- _EXERCISE DETAILS_
If a line in the data below contains "dark", copy it.
*** Opening of LISTED ENTRIES ***
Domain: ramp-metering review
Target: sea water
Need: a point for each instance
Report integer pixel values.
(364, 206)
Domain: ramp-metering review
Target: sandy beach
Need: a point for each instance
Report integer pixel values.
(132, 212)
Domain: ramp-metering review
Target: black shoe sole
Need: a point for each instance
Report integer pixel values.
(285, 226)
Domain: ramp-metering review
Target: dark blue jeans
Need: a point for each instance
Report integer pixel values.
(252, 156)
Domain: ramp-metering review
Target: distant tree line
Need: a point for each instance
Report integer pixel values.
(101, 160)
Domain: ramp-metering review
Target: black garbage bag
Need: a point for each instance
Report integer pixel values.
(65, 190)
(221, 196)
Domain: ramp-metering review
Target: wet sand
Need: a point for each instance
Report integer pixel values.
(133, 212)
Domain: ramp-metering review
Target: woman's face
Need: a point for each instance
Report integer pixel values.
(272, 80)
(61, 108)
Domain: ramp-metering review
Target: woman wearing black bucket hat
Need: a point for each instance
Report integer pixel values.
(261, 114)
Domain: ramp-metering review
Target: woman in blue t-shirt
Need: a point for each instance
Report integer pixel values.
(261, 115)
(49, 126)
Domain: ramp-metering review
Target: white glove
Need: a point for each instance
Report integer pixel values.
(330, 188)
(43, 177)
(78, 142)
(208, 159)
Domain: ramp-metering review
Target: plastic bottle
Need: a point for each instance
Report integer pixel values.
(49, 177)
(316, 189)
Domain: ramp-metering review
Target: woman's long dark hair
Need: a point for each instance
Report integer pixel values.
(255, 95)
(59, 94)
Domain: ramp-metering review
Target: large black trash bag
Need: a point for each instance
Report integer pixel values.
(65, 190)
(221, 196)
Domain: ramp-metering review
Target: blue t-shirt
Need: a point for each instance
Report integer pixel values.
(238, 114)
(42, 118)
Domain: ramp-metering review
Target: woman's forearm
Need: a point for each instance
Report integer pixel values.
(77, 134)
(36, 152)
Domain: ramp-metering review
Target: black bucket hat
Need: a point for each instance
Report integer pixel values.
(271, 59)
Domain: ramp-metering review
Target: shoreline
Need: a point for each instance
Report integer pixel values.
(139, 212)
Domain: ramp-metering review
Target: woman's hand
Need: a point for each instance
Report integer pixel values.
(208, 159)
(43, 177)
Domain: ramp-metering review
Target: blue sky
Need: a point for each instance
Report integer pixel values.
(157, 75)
*** Close of LISTED ENTRIES ***
- _ANSWER_
Target: dark blue jeans
Target: woman's long dark hair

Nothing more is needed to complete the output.